* REQUEST 1
Answer these questions about the string-processing excerpt:
(a) For the two example strings, what is a longest common substring of the first string that contains term "A"?
(b) Which two words does the excerpt give as examples of stop words?
(c) In the preprocessing step, between which two values is the weight for a term determined?

= = = = = = =

In such an example, each identification associating a common substring with a string may be processed to determine which of the associated common substrings is the longest. Additionally or alternatively, an indication associated with a string may be maintained during the processing to track the longest common substring identified thus far for that string. In alternate embodiments, no indications may be saved at block 308, and saving may comprise instead, for one or more strings, only maintenance of such a longest common substring indication for that string.

As another example, one or more processors 12 may, according to string processing software 22, identify, for a term found in a string of the plurality of strings, a longest of the common substrings associated with that string as contains that term. As a specific example, for the two example strings above, a longest common substring of the first string containing term “A” is “A B”.

As yet another example, a weight may be associated with the terms occurring in the strings of the plurality of strings. For example, for some terms—such as, for example, terms as may be identified as “stop words” for the purposes of particular processing such as, for example, “a” or “the”—a weight may be associated with those terms. For example, the weight associated with one or more of such terms could be fractional or even zero. Alternatively, there may be a preprocessing step in which one or more of the strings of the plurality of strings are processed to determine a weight between zero and one associated with any or all of the one or more terms of the strings.

= = = = = = =

* REQUEST 2
Convert everything in the stored entries from the line containing "Question. The photo above holds the palm tree." down to the end of the stored entries into a JSON list of strings, with one string per line and blank lines omitted.

[Stored entries]
= = = = = = =

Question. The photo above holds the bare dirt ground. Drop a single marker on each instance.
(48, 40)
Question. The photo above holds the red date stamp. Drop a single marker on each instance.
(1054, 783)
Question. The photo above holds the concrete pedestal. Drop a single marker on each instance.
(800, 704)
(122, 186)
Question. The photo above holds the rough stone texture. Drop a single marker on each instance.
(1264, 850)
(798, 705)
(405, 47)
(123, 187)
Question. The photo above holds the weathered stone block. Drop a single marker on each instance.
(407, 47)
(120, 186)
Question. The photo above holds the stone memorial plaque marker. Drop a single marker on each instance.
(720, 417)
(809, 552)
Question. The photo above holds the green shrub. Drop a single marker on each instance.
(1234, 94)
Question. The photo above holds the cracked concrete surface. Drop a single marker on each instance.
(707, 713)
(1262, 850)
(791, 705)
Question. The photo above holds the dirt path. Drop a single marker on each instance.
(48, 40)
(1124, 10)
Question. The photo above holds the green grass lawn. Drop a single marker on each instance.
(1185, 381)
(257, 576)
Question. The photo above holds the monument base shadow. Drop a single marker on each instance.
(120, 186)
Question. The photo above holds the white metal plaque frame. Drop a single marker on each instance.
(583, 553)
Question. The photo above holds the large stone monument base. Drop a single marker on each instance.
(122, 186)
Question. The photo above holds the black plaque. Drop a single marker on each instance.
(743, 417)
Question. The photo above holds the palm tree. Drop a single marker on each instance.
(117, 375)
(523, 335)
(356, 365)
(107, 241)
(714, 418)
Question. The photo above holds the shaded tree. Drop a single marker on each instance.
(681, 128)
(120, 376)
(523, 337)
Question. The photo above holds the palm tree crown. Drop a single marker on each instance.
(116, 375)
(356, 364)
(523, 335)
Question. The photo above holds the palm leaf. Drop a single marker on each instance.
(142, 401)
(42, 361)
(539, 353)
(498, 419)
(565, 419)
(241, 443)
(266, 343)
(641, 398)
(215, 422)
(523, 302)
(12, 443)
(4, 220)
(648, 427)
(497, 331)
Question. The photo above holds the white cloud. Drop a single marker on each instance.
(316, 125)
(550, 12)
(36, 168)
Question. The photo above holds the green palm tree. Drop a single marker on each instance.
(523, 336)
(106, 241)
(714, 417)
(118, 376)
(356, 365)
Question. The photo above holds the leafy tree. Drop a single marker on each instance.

= = = = = = =

* TASK SOLUTION 1
(a) "A B"
(b) "a" and "the"
(c) Between zero and one

* TASK SOLUTION 2
[
  "Question. The photo above holds the palm tree. Drop a single marker on each instance.",
  "(117, 375)",
  "(523, 335)",
  "(356, 365)",
  "(107, 241)",
  "(714, 418)",
  "Question. The photo above holds the shaded tree. Drop a single marker on each instance.",
  "(681, 128)",
  "(120, 376)",
  "(523, 337)",
  "Question. The photo above holds the palm tree crown. Drop a single marker on each instance.",
  "(116, 375)",
  "(356, 364)",
  "(523, 335)",
  "Question. The photo above holds the palm leaf. Drop a single marker on each instance.",
  "(142, 401)",
  "(42, 361)",
  "(539, 353)",
  "(498, 419)",
  "(565, 419)",
  "(241, 443)",
  "(266, 343)",
  "(641, 398)",
  "(215, 422)",
  "(523, 302)",
  "(12, 443)",
  "(4, 220)",
  "(648, 427)",
  "(497, 331)",
  "Question. The photo above holds the white cloud. Drop a single marker on each instance.",
  "(316, 125)",
  "(550, 12)",
  "(36, 168)",
  "Question. The photo above holds the green palm tree. Drop a single marker on each instance.",
  "(523, 336)",
  "(106, 241)",
  "(714, 417)",
  "(118, 376)",
  "(356, 365)",
  "Question. The photo above holds the leafy tree. Drop a single marker on each instance."
]